Given instruction 1 -
Rescale the records that follow the text by writing out every line of them in full. Multiply each coordinate in them by 0.75 and round to whole numbers, with halves rounded up.
== Document ==
Whom is DEI supposed to help and why? This shouldn’t be a trick question, but those responsible for pushing “diversity, equity, and inclusion” haven’t thought much about the answer. And, as it turns out, this may be a fatal legal flaw for DEI programs nationwide.

Since 2020, DEI-inspired programs have exploded. Policy-makers have redistributed billions to minorities in the name of “equity”; schools have launched race-based discipline policies, academic reforms, and scholarships; and woke corporations have spent billions in grants, loans, contracts, and even jobs reserved for members of minorities. These policies rely on one central dogma: Racial minorities are all “disadvantaged,” “marginalized,” or “underrepresented,” and, through special treatment and preferences, historical wrongs can be righted.

But that’s a pesky term, “minority,” and it’s starting to cause legal problems for the purveyors of DEI.
===
Given instruction 2 -
From the DEI article, repeat word for word the passage that opens with the words containing "Whom is DEI" and closes with "DEI programs nationwide.".
== Material to process ==
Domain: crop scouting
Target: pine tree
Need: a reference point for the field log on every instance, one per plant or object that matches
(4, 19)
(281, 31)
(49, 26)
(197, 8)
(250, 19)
===
Solution 1 -
Domain: crop scouting
Target: pine tree
Need: a reference point for the field log on every instance, one per plant or object that matches
(3, 14)
(211, 23)
(37, 20)
(148, 6)
(188, 14)

Solution 2 -
Whom is DEI supposed to help and why? This shouldn’t be a trick question, but those responsible for pushing “diversity, equity, and inclusion” haven’t thought much about the answer. And, as it turns out, this may be a fatal legal flaw for DEI programs nationwide.